_TEXT BLOCK_
══════════

I just read an article about stupid little things that people miss during COVID that may never make a comeback. It talked about buffets, ball pits, going out dancing (none of which matter much to me) and about blowing out candles on a birthday cake (which absolutely matters to me!). It made me think about the things I’ve most missed over these past six months, hoping they all make a comeback.
The leading one for me is just generally that I miss people. I miss seeing clients in person in my office. I miss book club, girls nights out, lunch with my besties or professional colleagues. I’m sick of stupid zoom, while simultaneously very thankful for it. Most of all, I miss my sister, who I’d planned to see many times this year and now won’t see at all. And my mom and dad and nieces and nephews and others, some of whom live nearby and some spread out across the country.
This leads right into missing travel, which is huge for me, an important part of my life gone missing.
I miss the process of making plans that actually work out. It’s so frustrating to try and plan now because things change every two minutes, whether due to the pandemic or fires or heat waves, and on and on… Y’all can’t really understand how much I LOVE a good plan!
I miss the freedom to do what I want and the choices that have always been available to me. This comes with a recognition that many others have never had my freedom and my choices, and my empathy for them is profound.
And then there’s diminished hope, one of my most important values and a defining characteristic of who I am, or at least who I want to be (check out my values blog for more on that). I very much miss being hopeful that tomorrow will be better than today. I miss having faith in a bright future, which is hard to see through the smokey haze outside my window, through the shootings and climate crisis and lack of jobs for my kids and racial inequity and political horrors. Which isn’t to say my hope is gone. It just requires more effort, and there are days when I am worn down and can’t summon it.
But before I get too morose, let me be clear that I am deeply grateful for so much in my life right now. I am aware of my privilege in having a job I can do on-line, that my husband has a secure job, that our income hasn’t been significantly affected by COVID. We have a home that is big enough for our kids to share with us for this time…speaking of…there are inherent challenges to having three adults who have been living independently for some time move back in with their parents. Yet I appreciate this time we have together, since I didn’t think the five of us would ever live in the same house again. So although there are days we get sick of each other, there are more days that I love it so much!

══════════

[Records from a dataset]
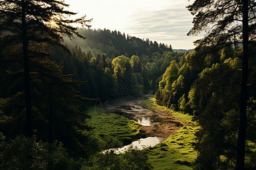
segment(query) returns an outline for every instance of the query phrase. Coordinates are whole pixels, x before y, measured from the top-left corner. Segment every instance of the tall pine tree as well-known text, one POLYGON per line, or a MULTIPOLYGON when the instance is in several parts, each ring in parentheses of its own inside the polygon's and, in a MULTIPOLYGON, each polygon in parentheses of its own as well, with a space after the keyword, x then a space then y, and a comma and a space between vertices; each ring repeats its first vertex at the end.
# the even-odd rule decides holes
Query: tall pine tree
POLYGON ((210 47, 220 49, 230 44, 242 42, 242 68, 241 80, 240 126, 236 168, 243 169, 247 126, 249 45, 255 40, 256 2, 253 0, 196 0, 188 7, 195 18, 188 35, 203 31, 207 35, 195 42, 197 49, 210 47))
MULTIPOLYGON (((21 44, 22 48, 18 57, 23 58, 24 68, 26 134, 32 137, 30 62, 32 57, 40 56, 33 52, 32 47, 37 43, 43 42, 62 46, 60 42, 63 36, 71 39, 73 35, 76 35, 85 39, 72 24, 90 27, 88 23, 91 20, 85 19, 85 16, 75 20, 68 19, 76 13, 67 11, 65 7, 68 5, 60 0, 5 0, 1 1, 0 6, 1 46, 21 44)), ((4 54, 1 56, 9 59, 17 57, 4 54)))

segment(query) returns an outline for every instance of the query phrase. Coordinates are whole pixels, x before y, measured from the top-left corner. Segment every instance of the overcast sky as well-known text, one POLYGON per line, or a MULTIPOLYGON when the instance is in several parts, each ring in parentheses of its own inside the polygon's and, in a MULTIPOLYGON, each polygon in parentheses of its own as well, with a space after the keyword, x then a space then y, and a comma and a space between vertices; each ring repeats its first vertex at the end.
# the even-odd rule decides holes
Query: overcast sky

══════════

_ASSIGNMENT_
Set down the passage of the text on what the pandemic has taken away, from "This leads right" to "a good plan!", word for word. The lines shown here have no connection to the text.

_SOLUTION TO THIS PROBLEM_
This leads right into missing travel, which is huge for me, an important part of my life gone missing.
I miss the process of making plans that actually work out. It’s so frustrating to try and plan now because things change every two minutes, whether due to the pandemic or fires or heat waves, and on and on… Y’all can’t really understand how much I LOVE a good plan!